(DOCUMENT PASSAGE begins)

In September 2004, the department's crime lab matched male DNA taken from both the McKeown and Sokoloff crime scenes, police said. But they couldn't match the DNA to a suspect. Over the next five years, detectives developed 14 suspects, but their DNA ruled each of them out as the attacker.
The break came last October, when two officers collected DNA from Thomas as part of an ongoing process to swab registered sex offenders. On March 27, the California Department of Justice DNA Laboratory notified detectives that his DNA matched the evidence from the Sokoloff slaying.
On March 31, they were told that his DNA matched the four other slayings. He was arrested later that day. Thomas is being held at L.A. County Jail and could not be reached for comment.
Police said that connecting the dots in such cases was much harder before DNA and computer databases.
"It was harder to make connections," said LAPD Deputy Chief Charlie Beck. "The difference in investigative techniques, communication and the science is huge."

(DOCUMENT PASSAGE ends)
(EXTRACTED INFORMATION begins)

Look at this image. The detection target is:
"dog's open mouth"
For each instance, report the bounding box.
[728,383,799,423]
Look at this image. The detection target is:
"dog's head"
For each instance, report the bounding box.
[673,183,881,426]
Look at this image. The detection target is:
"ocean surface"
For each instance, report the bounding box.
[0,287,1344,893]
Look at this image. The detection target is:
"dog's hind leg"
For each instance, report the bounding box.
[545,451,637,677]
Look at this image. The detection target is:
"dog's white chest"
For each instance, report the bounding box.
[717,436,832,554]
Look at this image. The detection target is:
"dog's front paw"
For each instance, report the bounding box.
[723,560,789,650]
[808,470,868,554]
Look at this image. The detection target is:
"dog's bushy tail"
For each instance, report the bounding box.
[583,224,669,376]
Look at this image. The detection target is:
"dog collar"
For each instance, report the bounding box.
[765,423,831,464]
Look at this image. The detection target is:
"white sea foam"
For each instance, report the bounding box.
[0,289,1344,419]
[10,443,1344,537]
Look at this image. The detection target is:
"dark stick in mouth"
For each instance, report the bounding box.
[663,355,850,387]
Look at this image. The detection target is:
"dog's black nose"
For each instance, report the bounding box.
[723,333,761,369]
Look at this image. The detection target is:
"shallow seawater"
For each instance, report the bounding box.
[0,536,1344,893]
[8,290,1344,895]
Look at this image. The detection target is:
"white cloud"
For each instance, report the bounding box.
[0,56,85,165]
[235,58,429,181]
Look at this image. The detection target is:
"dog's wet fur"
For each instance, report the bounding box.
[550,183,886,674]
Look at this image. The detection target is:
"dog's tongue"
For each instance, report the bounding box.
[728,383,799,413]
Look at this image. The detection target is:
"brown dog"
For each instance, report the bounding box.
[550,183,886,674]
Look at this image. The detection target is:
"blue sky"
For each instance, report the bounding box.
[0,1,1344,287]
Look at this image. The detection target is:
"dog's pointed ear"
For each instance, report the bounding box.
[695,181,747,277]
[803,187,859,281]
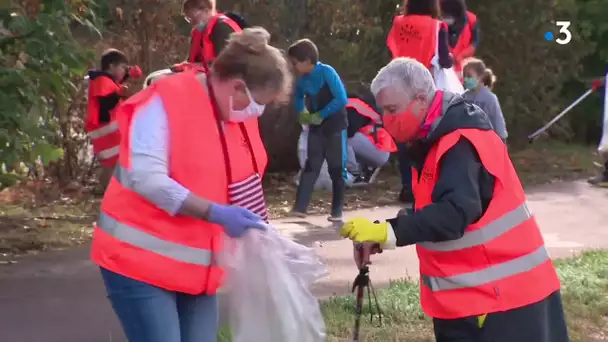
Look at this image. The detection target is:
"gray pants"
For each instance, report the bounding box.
[294,130,346,217]
[346,133,391,174]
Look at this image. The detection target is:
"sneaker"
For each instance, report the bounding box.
[587,174,608,188]
[289,210,308,218]
[367,167,380,184]
[399,188,414,203]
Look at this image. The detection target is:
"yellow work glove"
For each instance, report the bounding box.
[310,113,323,125]
[340,218,389,246]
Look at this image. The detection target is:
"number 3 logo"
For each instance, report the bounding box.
[555,21,572,45]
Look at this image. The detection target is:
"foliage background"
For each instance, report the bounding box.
[0,0,608,185]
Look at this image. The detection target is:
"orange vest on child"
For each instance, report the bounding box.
[91,72,268,294]
[346,98,397,152]
[386,15,440,69]
[188,14,242,64]
[85,76,121,167]
[451,11,477,80]
[412,129,560,319]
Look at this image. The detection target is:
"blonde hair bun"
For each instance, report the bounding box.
[229,27,270,54]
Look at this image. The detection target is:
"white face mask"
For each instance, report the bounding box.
[228,87,266,122]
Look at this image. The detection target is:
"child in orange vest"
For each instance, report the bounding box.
[85,49,142,189]
[171,0,249,72]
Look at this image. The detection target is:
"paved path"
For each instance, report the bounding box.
[0,182,608,342]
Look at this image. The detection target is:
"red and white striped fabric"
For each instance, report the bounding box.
[228,173,268,222]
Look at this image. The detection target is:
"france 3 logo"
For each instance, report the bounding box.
[545,21,572,45]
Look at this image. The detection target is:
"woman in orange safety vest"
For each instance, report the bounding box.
[340,58,569,342]
[91,28,292,342]
[386,0,453,69]
[441,0,479,81]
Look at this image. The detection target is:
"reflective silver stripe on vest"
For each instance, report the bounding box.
[421,246,549,292]
[97,212,213,266]
[346,99,381,122]
[114,164,133,186]
[97,146,120,159]
[88,121,118,140]
[418,203,532,252]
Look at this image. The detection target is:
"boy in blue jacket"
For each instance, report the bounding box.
[287,39,348,222]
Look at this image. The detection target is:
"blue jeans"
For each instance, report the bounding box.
[397,144,412,191]
[101,268,219,342]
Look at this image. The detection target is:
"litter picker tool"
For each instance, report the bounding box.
[352,245,382,342]
[528,80,603,143]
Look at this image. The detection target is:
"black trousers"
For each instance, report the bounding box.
[433,288,570,342]
[294,129,346,217]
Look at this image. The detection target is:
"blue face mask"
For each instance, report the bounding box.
[464,77,478,89]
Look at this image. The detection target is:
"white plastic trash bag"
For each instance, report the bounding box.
[597,73,608,158]
[294,125,355,191]
[431,22,464,94]
[433,65,464,94]
[219,226,327,342]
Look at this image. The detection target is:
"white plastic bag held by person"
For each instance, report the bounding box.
[431,23,464,94]
[597,73,608,158]
[220,226,327,342]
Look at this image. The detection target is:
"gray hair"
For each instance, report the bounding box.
[371,57,437,99]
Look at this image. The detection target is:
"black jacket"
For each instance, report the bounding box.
[387,93,494,246]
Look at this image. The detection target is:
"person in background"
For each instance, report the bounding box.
[462,58,509,142]
[91,28,293,342]
[171,0,249,72]
[346,94,397,186]
[587,77,608,188]
[441,0,479,81]
[386,0,453,69]
[85,49,142,192]
[386,0,453,203]
[287,39,348,222]
[341,58,569,342]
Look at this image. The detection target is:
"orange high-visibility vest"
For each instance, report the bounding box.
[85,76,120,167]
[451,11,477,76]
[386,15,440,69]
[346,98,397,152]
[188,13,242,64]
[412,129,560,319]
[91,72,268,294]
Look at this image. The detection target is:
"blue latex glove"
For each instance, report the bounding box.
[209,204,266,238]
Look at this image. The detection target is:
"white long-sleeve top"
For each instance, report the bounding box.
[128,95,190,215]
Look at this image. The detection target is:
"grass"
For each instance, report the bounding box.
[218,251,608,342]
[0,141,597,262]
[0,186,99,264]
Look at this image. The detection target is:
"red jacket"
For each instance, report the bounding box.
[412,129,560,319]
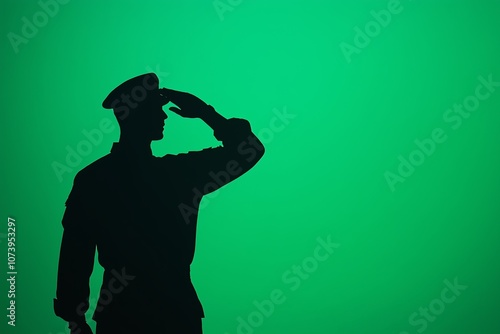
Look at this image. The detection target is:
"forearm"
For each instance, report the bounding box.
[54,212,95,323]
[200,105,227,132]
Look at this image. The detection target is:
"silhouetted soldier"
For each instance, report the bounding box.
[54,73,264,334]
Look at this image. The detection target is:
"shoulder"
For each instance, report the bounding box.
[75,154,115,184]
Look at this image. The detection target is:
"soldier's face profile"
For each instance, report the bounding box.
[126,104,167,140]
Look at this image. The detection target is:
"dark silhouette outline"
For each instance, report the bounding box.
[54,73,264,334]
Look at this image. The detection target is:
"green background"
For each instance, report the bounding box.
[0,0,500,334]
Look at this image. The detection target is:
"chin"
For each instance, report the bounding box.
[151,133,163,140]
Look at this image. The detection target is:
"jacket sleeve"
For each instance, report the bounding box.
[54,175,96,323]
[171,118,265,195]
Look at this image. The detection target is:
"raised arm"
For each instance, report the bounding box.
[163,89,265,194]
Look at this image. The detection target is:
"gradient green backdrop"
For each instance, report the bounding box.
[0,0,500,334]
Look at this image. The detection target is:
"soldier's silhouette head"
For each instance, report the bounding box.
[102,73,169,142]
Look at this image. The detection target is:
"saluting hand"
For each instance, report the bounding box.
[160,88,207,118]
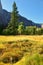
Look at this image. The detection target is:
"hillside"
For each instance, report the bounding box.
[0,9,41,27]
[0,36,43,65]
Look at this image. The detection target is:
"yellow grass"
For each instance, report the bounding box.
[0,35,43,65]
[0,35,43,41]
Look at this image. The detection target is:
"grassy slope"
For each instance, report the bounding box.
[0,36,43,65]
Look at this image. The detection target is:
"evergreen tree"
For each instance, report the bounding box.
[7,2,18,35]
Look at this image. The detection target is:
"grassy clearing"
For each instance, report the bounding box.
[0,36,43,65]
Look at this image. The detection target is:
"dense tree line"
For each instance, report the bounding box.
[0,2,43,35]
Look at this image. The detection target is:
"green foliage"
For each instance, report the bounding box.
[25,26,36,35]
[7,2,18,35]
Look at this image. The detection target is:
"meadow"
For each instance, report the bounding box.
[0,35,43,65]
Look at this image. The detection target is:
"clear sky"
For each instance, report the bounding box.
[1,0,43,23]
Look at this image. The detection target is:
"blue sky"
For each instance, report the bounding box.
[1,0,43,23]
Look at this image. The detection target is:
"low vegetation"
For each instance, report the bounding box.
[0,36,43,65]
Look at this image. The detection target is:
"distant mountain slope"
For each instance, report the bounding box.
[0,9,41,27]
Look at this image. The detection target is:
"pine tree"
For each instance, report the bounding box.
[7,2,18,35]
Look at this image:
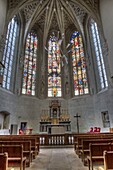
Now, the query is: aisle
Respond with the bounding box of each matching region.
[26,148,88,170]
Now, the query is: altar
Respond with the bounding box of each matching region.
[51,126,66,134]
[40,100,71,134]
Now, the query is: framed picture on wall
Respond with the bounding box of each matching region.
[101,111,110,128]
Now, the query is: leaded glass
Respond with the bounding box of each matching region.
[2,16,18,90]
[70,31,89,95]
[48,35,62,97]
[91,20,108,89]
[22,32,38,95]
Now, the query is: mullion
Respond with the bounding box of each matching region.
[95,25,105,87]
[7,19,15,89]
[26,33,31,94]
[3,23,11,88]
[31,34,35,93]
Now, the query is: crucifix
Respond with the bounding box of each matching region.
[74,113,81,133]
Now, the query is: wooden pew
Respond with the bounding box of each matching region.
[0,145,26,170]
[0,152,8,170]
[87,143,111,170]
[80,139,113,165]
[76,134,113,157]
[0,135,38,159]
[103,151,113,170]
[0,140,33,167]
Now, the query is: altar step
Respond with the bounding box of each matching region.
[40,145,74,148]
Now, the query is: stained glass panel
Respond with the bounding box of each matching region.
[90,20,108,89]
[70,31,89,95]
[2,16,18,90]
[48,35,62,97]
[22,32,38,95]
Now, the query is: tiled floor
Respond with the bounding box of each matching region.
[26,148,88,170]
[8,148,102,170]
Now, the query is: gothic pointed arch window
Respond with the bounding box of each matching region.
[90,19,108,90]
[70,31,89,96]
[2,16,19,90]
[48,35,62,97]
[22,32,38,96]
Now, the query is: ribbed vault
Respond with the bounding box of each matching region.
[8,0,99,42]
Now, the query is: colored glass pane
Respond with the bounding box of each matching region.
[2,16,18,90]
[70,31,89,95]
[22,32,38,95]
[91,20,108,89]
[48,36,62,97]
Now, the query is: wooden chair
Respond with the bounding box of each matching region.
[87,143,111,170]
[0,145,26,170]
[103,151,113,170]
[0,152,8,170]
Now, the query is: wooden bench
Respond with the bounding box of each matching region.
[0,140,33,167]
[103,151,113,170]
[0,145,26,170]
[0,152,8,170]
[80,139,113,165]
[87,143,111,170]
[76,134,113,157]
[0,135,38,159]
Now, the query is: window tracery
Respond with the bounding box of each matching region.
[70,31,89,96]
[22,32,38,96]
[90,19,108,90]
[2,16,19,90]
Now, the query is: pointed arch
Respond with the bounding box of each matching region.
[70,31,89,96]
[22,31,38,96]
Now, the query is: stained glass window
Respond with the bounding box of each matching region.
[70,31,89,95]
[48,35,62,97]
[91,20,108,89]
[2,16,18,90]
[22,32,38,96]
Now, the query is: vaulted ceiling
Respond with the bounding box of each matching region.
[8,0,99,41]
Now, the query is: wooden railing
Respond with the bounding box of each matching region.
[39,134,74,145]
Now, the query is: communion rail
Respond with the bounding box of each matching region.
[40,134,74,145]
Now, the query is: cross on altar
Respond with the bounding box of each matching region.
[74,113,81,133]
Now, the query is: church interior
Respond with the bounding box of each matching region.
[0,0,113,170]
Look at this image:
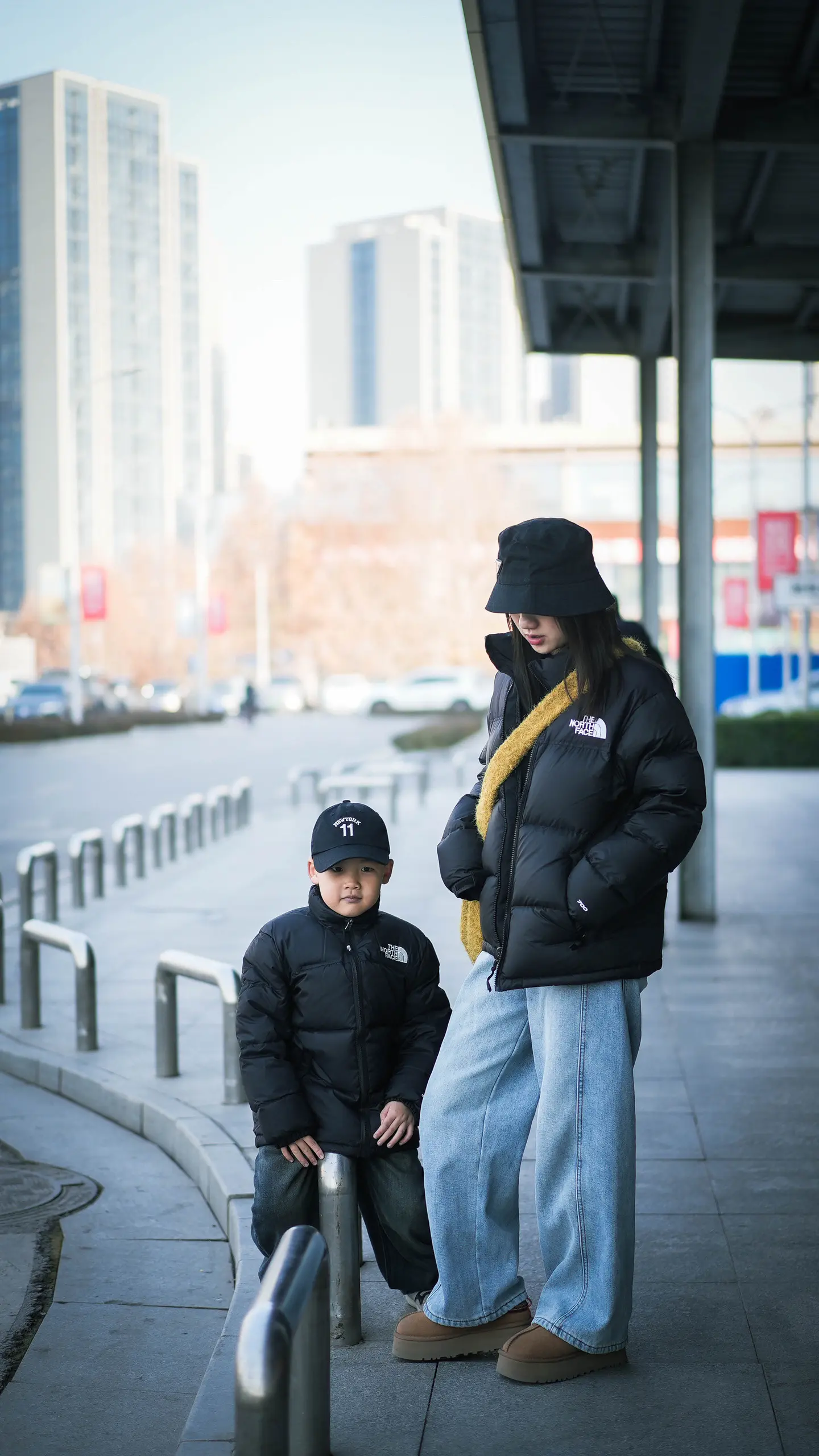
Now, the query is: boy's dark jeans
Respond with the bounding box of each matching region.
[251,1147,437,1295]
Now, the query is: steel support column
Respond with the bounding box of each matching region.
[676,143,717,920]
[640,358,660,642]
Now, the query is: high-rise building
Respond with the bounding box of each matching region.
[0,71,212,610]
[309,208,526,428]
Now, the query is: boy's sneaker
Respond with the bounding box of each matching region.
[392,1300,532,1360]
[404,1288,431,1310]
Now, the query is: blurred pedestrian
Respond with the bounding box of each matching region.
[394,520,705,1383]
[239,683,259,724]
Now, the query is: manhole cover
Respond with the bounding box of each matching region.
[0,1142,99,1233]
[0,1163,63,1217]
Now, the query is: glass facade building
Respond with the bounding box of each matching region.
[350,237,379,425]
[64,86,93,556]
[458,217,504,424]
[179,166,202,536]
[0,86,25,612]
[108,92,165,555]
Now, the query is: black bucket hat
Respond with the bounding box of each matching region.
[487,516,614,617]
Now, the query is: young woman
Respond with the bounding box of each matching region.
[394,520,705,1382]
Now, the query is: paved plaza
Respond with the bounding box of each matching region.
[0,761,819,1456]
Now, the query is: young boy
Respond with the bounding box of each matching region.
[236,799,449,1305]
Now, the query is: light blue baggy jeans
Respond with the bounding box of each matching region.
[421,953,646,1354]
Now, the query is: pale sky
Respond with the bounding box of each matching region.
[0,0,497,488]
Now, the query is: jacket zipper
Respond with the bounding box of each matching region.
[494,744,535,990]
[344,920,370,1124]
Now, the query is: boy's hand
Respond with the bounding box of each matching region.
[373,1102,415,1147]
[280,1130,322,1168]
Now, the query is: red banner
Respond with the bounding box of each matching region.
[80,566,108,622]
[207,591,228,636]
[723,576,751,628]
[756,511,799,591]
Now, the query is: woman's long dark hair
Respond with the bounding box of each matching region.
[506,605,630,715]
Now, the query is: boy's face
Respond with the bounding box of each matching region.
[308,859,392,920]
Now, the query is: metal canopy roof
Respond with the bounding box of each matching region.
[464,0,819,360]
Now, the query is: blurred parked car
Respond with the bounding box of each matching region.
[7,682,72,719]
[370,667,494,714]
[258,677,308,714]
[140,677,185,714]
[319,673,384,714]
[720,673,819,718]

(EXTRACTED INFORMATION ends)

* QUESTIONS ON THE MATERIAL *
• A. According to the article about the DNA-linked slayings, on what date did the California Department of Justice DNA Laboratory tell detectives that Thomas's DNA matched the evidence from the Sokoloff slaying?
• B. Extend the article about the DNA-linked slayings, picking up after its final sentence.

* TASK ANSWERS *
• A. March 27

• B.
It has become standard practice for investigators to collect evidence such as hair, fingernail scrapings, and bodily fluids from murder and rape victims.
DNA databases have contributed to a number of arrests and convictions since the beginning of the decade. Several years ago LAPD detectives arrested Chester Dewayne Turner, who was responsible for 10 rape-strangulations along the Figueroa Street corridor in South L.A. and in downtown.
He was convicted of the murders and sentenced to death in May 2007.
But the technology is limited unless a perpetrator's genetic code lands in the database.
The LAPD is still investigating at least a dozen murders, over a span of two decades, connected to an unidentified serial killer dubbed the "Grim Sleeper."